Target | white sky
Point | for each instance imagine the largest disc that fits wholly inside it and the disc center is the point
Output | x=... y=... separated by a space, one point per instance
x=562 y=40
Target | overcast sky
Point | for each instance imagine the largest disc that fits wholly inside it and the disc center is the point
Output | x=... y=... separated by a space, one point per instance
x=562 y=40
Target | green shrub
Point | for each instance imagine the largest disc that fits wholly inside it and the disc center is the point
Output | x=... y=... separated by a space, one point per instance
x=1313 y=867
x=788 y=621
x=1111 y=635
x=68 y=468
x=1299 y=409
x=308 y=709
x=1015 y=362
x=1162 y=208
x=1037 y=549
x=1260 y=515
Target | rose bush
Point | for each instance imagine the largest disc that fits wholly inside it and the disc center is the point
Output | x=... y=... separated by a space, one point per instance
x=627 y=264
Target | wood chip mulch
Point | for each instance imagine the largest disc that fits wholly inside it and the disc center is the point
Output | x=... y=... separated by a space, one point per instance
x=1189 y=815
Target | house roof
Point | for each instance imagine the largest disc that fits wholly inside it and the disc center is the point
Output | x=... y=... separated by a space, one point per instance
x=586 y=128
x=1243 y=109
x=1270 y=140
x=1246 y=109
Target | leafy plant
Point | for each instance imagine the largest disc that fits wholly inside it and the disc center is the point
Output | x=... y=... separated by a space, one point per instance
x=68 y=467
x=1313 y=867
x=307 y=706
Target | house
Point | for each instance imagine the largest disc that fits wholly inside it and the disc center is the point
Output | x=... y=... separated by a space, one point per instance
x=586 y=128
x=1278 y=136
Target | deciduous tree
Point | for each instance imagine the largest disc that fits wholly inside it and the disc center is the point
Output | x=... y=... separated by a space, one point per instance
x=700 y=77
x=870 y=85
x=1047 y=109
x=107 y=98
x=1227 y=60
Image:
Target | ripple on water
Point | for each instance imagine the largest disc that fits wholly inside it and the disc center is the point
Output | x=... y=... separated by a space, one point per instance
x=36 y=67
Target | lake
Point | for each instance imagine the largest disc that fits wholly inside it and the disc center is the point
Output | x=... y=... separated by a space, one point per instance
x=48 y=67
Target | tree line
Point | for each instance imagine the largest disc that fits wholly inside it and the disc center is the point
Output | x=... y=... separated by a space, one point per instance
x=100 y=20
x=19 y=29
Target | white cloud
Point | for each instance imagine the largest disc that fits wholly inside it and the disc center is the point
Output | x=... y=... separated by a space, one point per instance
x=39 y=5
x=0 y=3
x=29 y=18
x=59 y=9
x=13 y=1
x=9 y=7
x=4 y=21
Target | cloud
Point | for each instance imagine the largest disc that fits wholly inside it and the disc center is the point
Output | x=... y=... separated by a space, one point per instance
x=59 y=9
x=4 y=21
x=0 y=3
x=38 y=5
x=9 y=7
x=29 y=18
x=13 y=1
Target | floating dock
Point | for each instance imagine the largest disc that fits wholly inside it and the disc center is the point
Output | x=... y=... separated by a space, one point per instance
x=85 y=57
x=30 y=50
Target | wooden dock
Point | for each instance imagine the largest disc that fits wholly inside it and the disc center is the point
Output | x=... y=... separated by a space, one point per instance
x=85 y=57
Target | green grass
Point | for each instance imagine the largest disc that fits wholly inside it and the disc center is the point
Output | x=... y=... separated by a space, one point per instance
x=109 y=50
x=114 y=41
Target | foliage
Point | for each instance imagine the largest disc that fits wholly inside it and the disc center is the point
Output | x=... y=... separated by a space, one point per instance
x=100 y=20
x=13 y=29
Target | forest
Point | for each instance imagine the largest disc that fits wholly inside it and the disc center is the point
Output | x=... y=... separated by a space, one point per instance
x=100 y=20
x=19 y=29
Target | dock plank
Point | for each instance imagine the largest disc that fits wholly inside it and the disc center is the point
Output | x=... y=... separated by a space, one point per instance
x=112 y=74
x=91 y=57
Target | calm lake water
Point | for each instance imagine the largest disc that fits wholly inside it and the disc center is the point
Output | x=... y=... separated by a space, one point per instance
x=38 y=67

**GOAL OF THE EXERCISE**
Copy each line of the records that has "green" in it.

**EXERCISE SOLUTION**
Target | green shrub
Target | green grass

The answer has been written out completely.